What you should do »
With pictures omitted, restate the data word for word.

Records for the task »
######

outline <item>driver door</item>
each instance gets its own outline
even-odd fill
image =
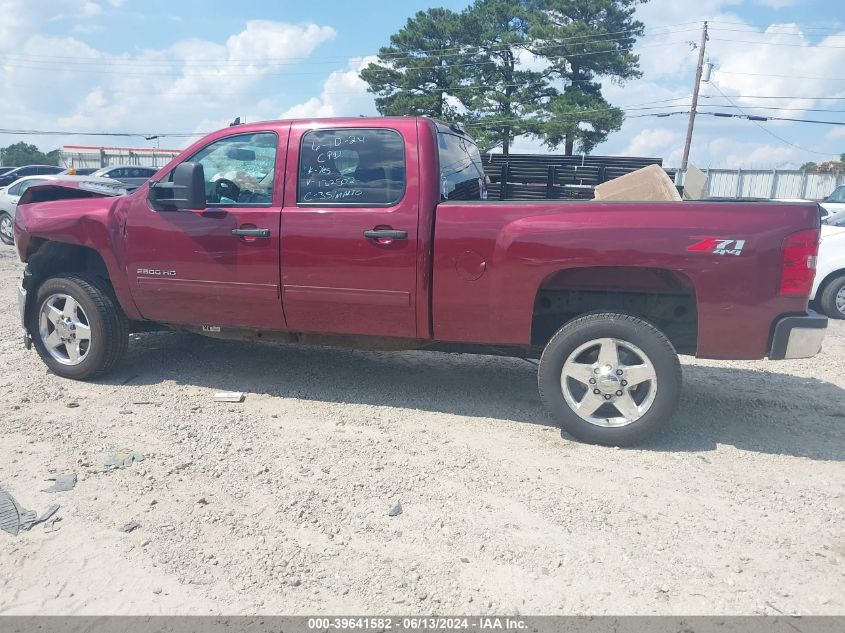
[[[203,166],[204,210],[155,211],[148,187],[127,199],[127,273],[144,318],[284,329],[279,230],[287,135],[281,126],[230,134],[185,158]]]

######

Solution to the exercise »
outline <item>driver door</item>
each instance gets its own outline
even-odd fill
image =
[[[203,166],[204,210],[155,211],[148,187],[127,199],[127,273],[144,318],[284,329],[279,230],[287,135],[281,126],[230,134],[185,158]]]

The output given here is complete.